Start INFORMATION SHOWN
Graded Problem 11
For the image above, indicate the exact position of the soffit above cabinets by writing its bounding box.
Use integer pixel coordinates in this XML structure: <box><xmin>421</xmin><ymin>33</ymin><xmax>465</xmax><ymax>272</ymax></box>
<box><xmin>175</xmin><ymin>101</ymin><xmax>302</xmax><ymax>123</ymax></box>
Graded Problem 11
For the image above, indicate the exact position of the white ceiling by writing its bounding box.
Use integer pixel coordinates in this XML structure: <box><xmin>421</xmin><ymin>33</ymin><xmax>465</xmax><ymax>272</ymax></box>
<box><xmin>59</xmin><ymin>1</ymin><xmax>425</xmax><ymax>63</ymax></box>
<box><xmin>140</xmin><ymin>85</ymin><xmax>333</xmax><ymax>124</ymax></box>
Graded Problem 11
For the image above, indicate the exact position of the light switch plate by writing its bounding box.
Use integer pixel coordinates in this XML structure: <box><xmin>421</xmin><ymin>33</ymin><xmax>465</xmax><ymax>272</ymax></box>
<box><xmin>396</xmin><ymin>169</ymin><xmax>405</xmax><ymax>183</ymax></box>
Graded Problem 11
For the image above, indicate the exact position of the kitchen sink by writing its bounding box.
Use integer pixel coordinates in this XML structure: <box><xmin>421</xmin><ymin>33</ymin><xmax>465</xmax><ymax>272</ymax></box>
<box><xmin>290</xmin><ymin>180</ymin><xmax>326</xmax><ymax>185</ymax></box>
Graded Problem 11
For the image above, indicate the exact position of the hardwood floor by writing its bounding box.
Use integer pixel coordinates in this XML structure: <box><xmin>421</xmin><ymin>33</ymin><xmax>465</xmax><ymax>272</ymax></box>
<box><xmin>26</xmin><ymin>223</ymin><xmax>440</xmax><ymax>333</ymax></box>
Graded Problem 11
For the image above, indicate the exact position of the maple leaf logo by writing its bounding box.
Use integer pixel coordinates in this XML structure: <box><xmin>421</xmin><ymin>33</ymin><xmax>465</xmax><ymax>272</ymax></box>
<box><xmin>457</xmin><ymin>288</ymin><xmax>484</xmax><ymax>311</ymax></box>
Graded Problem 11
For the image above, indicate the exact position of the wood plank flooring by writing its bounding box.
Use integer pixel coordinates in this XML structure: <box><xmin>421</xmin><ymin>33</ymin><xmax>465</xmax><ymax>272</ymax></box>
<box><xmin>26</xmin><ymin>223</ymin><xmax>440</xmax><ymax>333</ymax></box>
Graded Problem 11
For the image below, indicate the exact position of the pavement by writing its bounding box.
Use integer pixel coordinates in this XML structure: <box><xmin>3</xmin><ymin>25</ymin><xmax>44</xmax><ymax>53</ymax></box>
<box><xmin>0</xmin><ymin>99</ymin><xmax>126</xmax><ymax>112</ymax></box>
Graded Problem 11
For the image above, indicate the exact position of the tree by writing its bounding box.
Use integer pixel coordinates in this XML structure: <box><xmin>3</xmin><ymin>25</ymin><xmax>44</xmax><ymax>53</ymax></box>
End INFORMATION SHOWN
| THE TASK |
Pick out every line in the material above that contains the string "writing" and copy each one. Case counts.

| THE SOLUTION |
For the image above, indicate the exact position of the soffit above cabinets by writing its bounding box.
For the image above, indicate the exact position of the white ceiling by writing its bounding box.
For the image above, indicate the exact position of the light switch plate by writing its bounding box.
For the image above, indicate the exact position of the kitchen sink by writing its bounding box.
For the image above, indicate the exact position of the hardwood floor by writing its bounding box.
For the image above, indicate the exact position of the maple leaf logo by writing its bounding box.
For the image above, indicate the exact position of the wood plank flooring by writing its bounding box.
For the image below, indicate the exact position of the pavement by writing its bounding box.
For the image above, indicate the exact position of the tree by writing its bounding box.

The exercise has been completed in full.